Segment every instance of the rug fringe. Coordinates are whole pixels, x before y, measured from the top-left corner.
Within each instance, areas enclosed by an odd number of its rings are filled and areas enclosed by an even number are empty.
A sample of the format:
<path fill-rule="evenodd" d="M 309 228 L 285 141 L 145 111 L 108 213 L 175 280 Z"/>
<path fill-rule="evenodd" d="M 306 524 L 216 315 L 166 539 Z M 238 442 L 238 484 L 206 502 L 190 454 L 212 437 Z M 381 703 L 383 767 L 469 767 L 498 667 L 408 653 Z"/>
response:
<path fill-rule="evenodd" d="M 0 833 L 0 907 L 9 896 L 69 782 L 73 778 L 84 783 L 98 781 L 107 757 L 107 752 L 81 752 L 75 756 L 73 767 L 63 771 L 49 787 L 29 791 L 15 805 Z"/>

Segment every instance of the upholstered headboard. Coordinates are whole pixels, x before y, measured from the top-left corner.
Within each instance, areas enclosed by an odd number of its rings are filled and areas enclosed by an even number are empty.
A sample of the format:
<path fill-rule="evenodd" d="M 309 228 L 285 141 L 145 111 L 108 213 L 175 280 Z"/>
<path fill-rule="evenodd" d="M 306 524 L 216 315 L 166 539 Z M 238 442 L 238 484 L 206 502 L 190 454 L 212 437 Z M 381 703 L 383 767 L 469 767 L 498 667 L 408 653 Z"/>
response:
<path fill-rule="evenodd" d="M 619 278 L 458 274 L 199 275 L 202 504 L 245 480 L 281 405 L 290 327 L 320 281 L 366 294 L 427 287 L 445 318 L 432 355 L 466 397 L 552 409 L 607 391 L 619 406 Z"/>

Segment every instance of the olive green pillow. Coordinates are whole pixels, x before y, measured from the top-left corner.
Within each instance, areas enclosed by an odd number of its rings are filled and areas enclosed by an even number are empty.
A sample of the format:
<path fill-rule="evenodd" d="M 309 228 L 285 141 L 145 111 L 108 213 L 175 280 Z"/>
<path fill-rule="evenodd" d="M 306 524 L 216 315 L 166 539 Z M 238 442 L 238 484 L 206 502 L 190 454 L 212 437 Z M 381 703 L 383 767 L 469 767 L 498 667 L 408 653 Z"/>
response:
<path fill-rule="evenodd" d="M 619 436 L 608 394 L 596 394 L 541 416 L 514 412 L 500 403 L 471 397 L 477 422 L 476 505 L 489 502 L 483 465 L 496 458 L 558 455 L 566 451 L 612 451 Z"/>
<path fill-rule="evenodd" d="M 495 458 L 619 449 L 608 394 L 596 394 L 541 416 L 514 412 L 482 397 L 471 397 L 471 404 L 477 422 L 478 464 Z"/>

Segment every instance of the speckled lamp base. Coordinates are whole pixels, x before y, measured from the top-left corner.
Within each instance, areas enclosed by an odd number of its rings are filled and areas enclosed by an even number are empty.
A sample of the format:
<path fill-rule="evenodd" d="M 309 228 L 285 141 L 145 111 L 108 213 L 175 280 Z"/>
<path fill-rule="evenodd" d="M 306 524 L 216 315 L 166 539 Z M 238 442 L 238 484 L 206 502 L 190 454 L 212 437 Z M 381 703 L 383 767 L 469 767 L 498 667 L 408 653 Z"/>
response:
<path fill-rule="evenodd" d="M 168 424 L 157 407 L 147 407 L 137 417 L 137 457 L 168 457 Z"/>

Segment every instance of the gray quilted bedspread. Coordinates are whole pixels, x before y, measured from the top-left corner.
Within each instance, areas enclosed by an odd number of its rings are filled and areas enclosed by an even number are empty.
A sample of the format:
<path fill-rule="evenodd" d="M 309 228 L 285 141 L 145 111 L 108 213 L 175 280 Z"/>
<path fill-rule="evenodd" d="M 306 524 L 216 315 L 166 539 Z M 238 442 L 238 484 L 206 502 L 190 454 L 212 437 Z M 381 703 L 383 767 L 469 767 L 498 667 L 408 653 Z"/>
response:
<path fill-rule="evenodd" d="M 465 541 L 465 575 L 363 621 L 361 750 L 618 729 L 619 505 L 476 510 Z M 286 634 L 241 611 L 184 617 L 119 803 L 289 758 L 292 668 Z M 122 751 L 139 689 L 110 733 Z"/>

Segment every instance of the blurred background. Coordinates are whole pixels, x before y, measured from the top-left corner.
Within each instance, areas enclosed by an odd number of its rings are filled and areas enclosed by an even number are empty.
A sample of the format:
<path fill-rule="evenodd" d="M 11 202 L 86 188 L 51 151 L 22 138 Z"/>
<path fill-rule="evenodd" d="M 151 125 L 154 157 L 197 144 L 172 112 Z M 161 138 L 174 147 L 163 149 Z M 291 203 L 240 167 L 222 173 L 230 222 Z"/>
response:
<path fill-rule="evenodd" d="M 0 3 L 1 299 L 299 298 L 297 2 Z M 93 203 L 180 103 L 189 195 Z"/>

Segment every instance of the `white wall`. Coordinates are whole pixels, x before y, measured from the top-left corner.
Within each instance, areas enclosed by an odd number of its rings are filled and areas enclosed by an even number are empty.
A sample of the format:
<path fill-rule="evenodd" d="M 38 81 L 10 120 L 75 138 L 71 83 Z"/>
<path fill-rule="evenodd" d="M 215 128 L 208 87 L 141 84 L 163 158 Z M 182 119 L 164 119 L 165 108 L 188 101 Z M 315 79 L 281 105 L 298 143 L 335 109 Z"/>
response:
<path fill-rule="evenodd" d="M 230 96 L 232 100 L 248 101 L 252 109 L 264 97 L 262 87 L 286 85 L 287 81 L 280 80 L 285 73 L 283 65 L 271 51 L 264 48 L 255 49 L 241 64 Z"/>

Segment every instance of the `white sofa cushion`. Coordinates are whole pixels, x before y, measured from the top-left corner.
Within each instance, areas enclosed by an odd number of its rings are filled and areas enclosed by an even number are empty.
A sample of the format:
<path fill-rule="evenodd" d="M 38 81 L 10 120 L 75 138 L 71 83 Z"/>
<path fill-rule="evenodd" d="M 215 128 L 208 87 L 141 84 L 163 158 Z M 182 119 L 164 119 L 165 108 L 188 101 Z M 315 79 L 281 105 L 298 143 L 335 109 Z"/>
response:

○ ○ ○ ○

▸ DIRECTIVE: Convert the records above into a JSON list of strings, one string for each line and no strings for blank lines.

▸ ANSWER IN FULL:
[
  "Segment every instance of the rug fringe. Coordinates are whole pixels, x before y, measured from the top-left corner.",
  "Within each instance, areas enclosed by an odd number of its rings are filled and areas enclosed by an even number are empty.",
  "A sample of the format:",
  "<path fill-rule=\"evenodd\" d=\"M 309 228 L 285 141 L 145 111 L 108 213 L 175 280 Z\"/>",
  "<path fill-rule=\"evenodd\" d=\"M 306 524 L 216 315 L 166 539 Z M 238 442 L 238 484 L 206 502 L 190 454 L 212 437 Z M 381 703 L 383 767 L 469 767 L 498 667 L 408 653 Z\"/>",
  "response:",
  "<path fill-rule=\"evenodd\" d=\"M 0 833 L 0 907 L 9 896 L 69 782 L 73 778 L 84 783 L 98 781 L 107 757 L 107 752 L 81 752 L 75 756 L 73 767 L 63 771 L 49 787 L 29 791 L 15 805 Z\"/>",
  "Segment every instance of the upholstered headboard. Coordinates are whole pixels, x before y, measured from the top-left corner.",
  "Within each instance, areas enclosed by an odd number of its rings are filled and areas enclosed by an even number are empty.",
  "A sample of the format:",
  "<path fill-rule=\"evenodd\" d=\"M 309 228 L 285 141 L 145 111 L 108 213 L 175 280 Z\"/>",
  "<path fill-rule=\"evenodd\" d=\"M 306 524 L 216 315 L 166 539 Z M 238 442 L 238 484 L 206 502 L 190 454 L 212 437 Z M 381 703 L 383 767 L 469 767 L 498 667 L 408 653 Z\"/>",
  "response:",
  "<path fill-rule=\"evenodd\" d=\"M 619 278 L 458 274 L 199 275 L 202 504 L 245 480 L 281 405 L 290 327 L 320 281 L 366 294 L 427 287 L 445 318 L 432 355 L 466 397 L 552 409 L 607 391 L 619 406 Z\"/>",
  "Segment every instance of the olive green pillow. Coordinates are whole pixels, x before y, measured from the top-left corner.",
  "Within each instance, areas enclosed by an odd number of its rings are filled and areas enclosed by an even number are empty.",
  "A sample of the format:",
  "<path fill-rule=\"evenodd\" d=\"M 309 228 L 285 141 L 145 111 L 108 213 L 175 280 Z\"/>",
  "<path fill-rule=\"evenodd\" d=\"M 306 524 L 216 315 L 166 539 Z M 238 442 L 238 484 L 206 502 L 190 454 L 212 437 Z M 381 703 L 383 767 L 469 767 L 498 667 L 408 653 Z\"/>",
  "response:",
  "<path fill-rule=\"evenodd\" d=\"M 619 436 L 608 394 L 596 394 L 541 416 L 514 412 L 500 403 L 471 397 L 477 422 L 476 505 L 489 502 L 483 465 L 496 458 L 558 455 L 566 451 L 612 451 Z\"/>",
  "<path fill-rule=\"evenodd\" d=\"M 495 458 L 619 449 L 608 394 L 596 394 L 541 416 L 514 412 L 482 397 L 471 397 L 471 404 L 477 422 L 478 464 Z\"/>",
  "Segment every instance of the speckled lamp base. Coordinates are whole pixels, x before y, measured from the top-left corner.",
  "Within each instance, areas enclosed by an odd number of its rings are filled and areas enclosed by an even number are empty.",
  "A sample of the format:",
  "<path fill-rule=\"evenodd\" d=\"M 309 228 L 285 141 L 145 111 L 108 213 L 175 280 Z\"/>",
  "<path fill-rule=\"evenodd\" d=\"M 306 524 L 216 315 L 166 539 Z M 238 442 L 238 484 L 206 502 L 190 454 L 212 437 Z M 381 703 L 383 767 L 469 767 L 498 667 L 408 653 Z\"/>",
  "response:",
  "<path fill-rule=\"evenodd\" d=\"M 168 424 L 157 407 L 147 407 L 137 417 L 137 457 L 168 457 Z\"/>",
  "Segment every instance of the gray quilted bedspread. Coordinates are whole pixels, x before y, measured from the top-left corner.",
  "Within each instance, areas enclosed by an odd number of its rings are filled and areas enclosed by an even number are empty.",
  "A sample of the format:",
  "<path fill-rule=\"evenodd\" d=\"M 309 228 L 285 141 L 145 111 L 108 213 L 175 280 Z\"/>",
  "<path fill-rule=\"evenodd\" d=\"M 306 524 L 216 315 L 166 539 Z M 238 442 L 238 484 L 206 502 L 190 454 L 212 437 Z M 381 703 L 383 767 L 469 767 L 498 667 L 408 653 Z\"/>",
  "response:",
  "<path fill-rule=\"evenodd\" d=\"M 465 541 L 465 575 L 363 621 L 361 750 L 618 729 L 619 505 L 476 510 Z M 286 634 L 241 611 L 184 617 L 119 803 L 289 758 L 292 668 Z M 122 751 L 139 689 L 110 733 Z\"/>",
  "Segment every instance of the blurred background. Coordinates are whole pixels, x before y, measured from the top-left corner.",
  "Within each instance, areas enclosed by an odd number of its rings are filled and areas enclosed by an even number are empty.",
  "A sample of the format:",
  "<path fill-rule=\"evenodd\" d=\"M 11 202 L 86 188 L 51 151 L 22 138 Z\"/>",
  "<path fill-rule=\"evenodd\" d=\"M 151 125 L 154 157 L 197 144 L 172 112 Z M 161 138 L 174 147 L 163 149 Z M 291 203 L 240 167 L 222 173 L 230 222 Z\"/>",
  "response:",
  "<path fill-rule=\"evenodd\" d=\"M 0 3 L 1 299 L 299 298 L 297 2 Z M 93 203 L 180 103 L 189 195 Z\"/>",
  "Segment every instance of the `white wall`. Coordinates are whole pixels, x before y, measured from the top-left corner.",
  "Within each instance, areas enclosed by an odd number of its rings are filled and areas enclosed by an even number are empty.",
  "A sample of the format:",
  "<path fill-rule=\"evenodd\" d=\"M 38 81 L 10 120 L 75 138 L 71 83 Z\"/>",
  "<path fill-rule=\"evenodd\" d=\"M 215 128 L 208 87 L 141 84 L 163 158 Z M 182 119 L 164 119 L 165 108 L 188 101 Z M 315 79 L 281 105 L 298 143 L 335 109 Z\"/>",
  "response:",
  "<path fill-rule=\"evenodd\" d=\"M 230 96 L 232 100 L 248 101 L 252 109 L 264 97 L 262 87 L 286 85 L 287 81 L 280 80 L 285 73 L 283 65 L 271 51 L 264 48 L 255 49 L 241 64 Z\"/>",
  "Segment every instance of the `white sofa cushion`. Coordinates are whole pixels, x before y, measured from the top-left corner.",
  "Within each instance, areas enclosed by an odd number of its rings are filled and areas enclosed by an even number are empty.",
  "A sample of the format:",
  "<path fill-rule=\"evenodd\" d=\"M 38 81 L 10 120 L 75 138 L 71 83 Z\"/>",
  "<path fill-rule=\"evenodd\" d=\"M 215 128 L 208 87 L 141 84 L 163 158 Z M 182 119 L 164 119 L 165 108 L 188 101 Z M 315 79 L 281 105 L 298 143 L 335 109 Z\"/>",
  "response:"
]